Activity:
Find the lines in the listing below that have the word "Where" and give their count, nothing else.

Excerpted data:
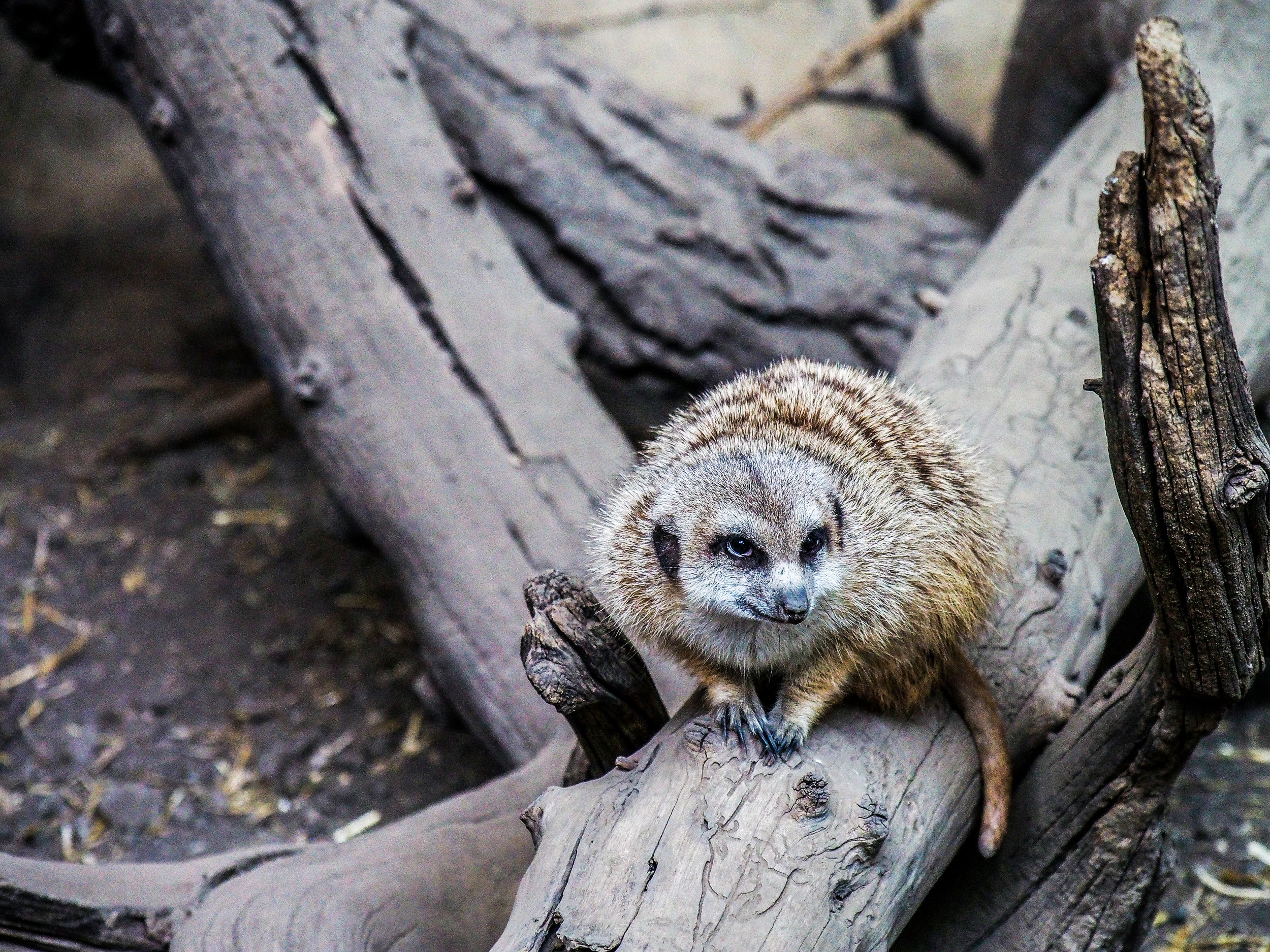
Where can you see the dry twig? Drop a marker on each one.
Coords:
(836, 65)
--
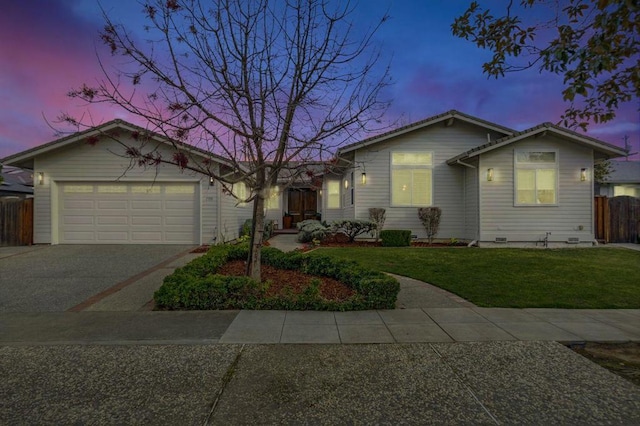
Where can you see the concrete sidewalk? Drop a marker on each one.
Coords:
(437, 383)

Solution to this exercise:
2